→ **What you need to do**:
Copy out all of the lines below word for word, but leave out the pictures.

→ **Entries provided**:
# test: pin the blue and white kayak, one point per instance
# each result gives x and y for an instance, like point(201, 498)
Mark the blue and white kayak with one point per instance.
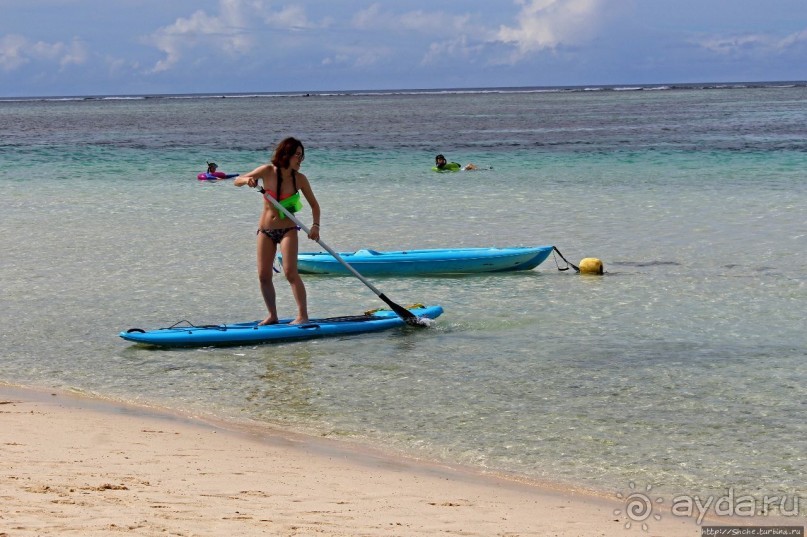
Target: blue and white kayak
point(425, 262)
point(251, 333)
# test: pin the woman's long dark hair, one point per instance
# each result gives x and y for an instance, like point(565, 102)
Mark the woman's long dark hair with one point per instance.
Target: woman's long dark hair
point(285, 150)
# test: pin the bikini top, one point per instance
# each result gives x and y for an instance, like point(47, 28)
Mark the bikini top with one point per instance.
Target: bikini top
point(290, 202)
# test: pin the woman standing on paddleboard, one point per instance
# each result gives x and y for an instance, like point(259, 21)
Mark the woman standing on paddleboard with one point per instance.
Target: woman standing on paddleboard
point(283, 182)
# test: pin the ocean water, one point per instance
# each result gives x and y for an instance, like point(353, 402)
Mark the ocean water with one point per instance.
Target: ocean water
point(683, 367)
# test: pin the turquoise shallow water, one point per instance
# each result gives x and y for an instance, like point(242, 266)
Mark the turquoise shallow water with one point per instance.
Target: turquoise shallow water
point(683, 367)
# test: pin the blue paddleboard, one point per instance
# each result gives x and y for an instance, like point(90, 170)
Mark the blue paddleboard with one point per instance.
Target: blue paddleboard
point(251, 333)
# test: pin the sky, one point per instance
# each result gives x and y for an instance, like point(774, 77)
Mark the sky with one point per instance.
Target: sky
point(125, 47)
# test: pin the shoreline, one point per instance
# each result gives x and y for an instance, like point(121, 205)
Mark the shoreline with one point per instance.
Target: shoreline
point(80, 464)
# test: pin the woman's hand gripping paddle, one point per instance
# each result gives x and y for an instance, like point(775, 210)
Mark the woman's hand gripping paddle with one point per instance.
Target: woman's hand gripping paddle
point(403, 313)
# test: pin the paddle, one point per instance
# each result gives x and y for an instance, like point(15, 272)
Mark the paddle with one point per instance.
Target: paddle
point(402, 312)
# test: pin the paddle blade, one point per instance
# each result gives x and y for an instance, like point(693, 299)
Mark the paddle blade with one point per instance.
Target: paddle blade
point(409, 317)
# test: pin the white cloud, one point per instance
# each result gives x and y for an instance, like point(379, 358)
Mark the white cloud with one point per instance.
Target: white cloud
point(292, 17)
point(546, 24)
point(17, 50)
point(373, 18)
point(226, 31)
point(752, 43)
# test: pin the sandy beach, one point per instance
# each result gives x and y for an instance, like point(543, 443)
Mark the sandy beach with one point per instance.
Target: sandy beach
point(78, 466)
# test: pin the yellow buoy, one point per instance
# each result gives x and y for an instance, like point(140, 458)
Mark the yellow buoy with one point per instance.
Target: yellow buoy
point(591, 265)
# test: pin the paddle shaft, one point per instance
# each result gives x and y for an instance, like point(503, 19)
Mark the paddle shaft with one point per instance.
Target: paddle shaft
point(402, 312)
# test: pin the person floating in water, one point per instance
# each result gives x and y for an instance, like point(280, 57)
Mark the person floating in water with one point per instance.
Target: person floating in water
point(213, 175)
point(441, 165)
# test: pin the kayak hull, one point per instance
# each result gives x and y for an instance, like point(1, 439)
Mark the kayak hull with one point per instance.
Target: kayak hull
point(425, 262)
point(250, 333)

→ **Full answer**:
# test: pin the blue and white kayak, one point per instance
# each result gives x and y for an instance, like point(201, 498)
Mark the blue and white kayak with one point per instance.
Target: blue and white kayak
point(425, 262)
point(251, 333)
# test: pin the woman's long dark hair, one point per instance
# each result gives x and y for an instance, like point(565, 102)
Mark the woman's long dark hair with one point per instance.
Target: woman's long dark hair
point(285, 150)
# test: pin the bikini top, one point per instance
# each result gives x and y for an instance, like point(47, 28)
Mark the bikini top with one point per instance.
Target: bikini top
point(290, 202)
# test: pin the woman standing on paddleboard, one point per instance
# each result gives x and y for an instance, like point(259, 21)
Mark the woman standing on paddleboard with one point per instance.
Target: woman standing on paddleboard
point(283, 182)
# test: pin the ocean water, one point per instance
# each result gives x and y for an instance, like point(353, 402)
Mark the ocean water with one point per instance.
Target: ocean water
point(683, 367)
# test: pin the turquoise shallow water, one point per instance
# each result gives x and y for an instance, like point(242, 266)
Mark the turquoise shallow water with one point per instance.
Target: turquoise shallow water
point(683, 367)
# test: pin the blue paddleboard, one point per instance
# each result gives x and y for an instance, like point(90, 170)
Mark the blue paddleboard with one point per instance.
Target: blue paddleboard
point(251, 333)
# test: pin the sky, one point per instance
# each result gives x and y for an instance, like point(774, 77)
Mark the sky with one point per instance.
Target: sky
point(125, 47)
# test: pin the shoreline, one point per instance
# each result gives x and y for an instance, like point(121, 205)
Mark the shoreline with one point per instance.
Target: shoreline
point(80, 464)
# test: pin the woman's hand gripping paddle, one point per instance
# each result gives x and y for an instance, like point(775, 210)
Mark the woman's hand gripping paddle with one point per instance.
Target: woman's hand gripping paddle
point(403, 313)
# test: pin the paddle, one point per instance
# each result gives x and y for an instance, like point(15, 272)
Mark the paddle with one point per instance.
Target: paddle
point(402, 312)
# test: pin the paddle blade, one point per instance
# each result gives x and y for an instance, like point(693, 299)
Mark the paddle blade with one point per instance.
Target: paddle blade
point(409, 317)
# test: pin the white cloud, one point per instance
# each result gives x and y for an instance, like point(379, 358)
Mark the white cloud with one point per instance.
Target: white cloud
point(292, 17)
point(546, 24)
point(17, 50)
point(373, 18)
point(226, 31)
point(752, 43)
# test: pin the sandy beach, one point per instance
# each result gives x and y for an instance, like point(543, 443)
Mark the sandy beach with one point per instance.
Target: sandy beach
point(78, 466)
# test: pin the yellow buoy, one point per instance
# each result gives x and y for an instance, like point(140, 458)
Mark the yellow buoy with one point per instance.
Target: yellow buoy
point(591, 265)
# test: pin the paddle shaft, one point per instance
# each result gives x and y for an instance, like point(503, 19)
Mark the paddle shaft with one point per instance.
Target: paddle shaft
point(402, 312)
# test: pin the person floating in water, one point per instance
# each result gives x and y for an instance, like point(280, 57)
Mark the person floating in water with one point per instance.
Target: person floating in water
point(213, 175)
point(441, 165)
# test: pin the kayak hull, one point per instance
# each result gives x and y for an instance, like point(1, 439)
Mark the kayak hull with one point per instance.
Target: kayak hull
point(425, 262)
point(250, 333)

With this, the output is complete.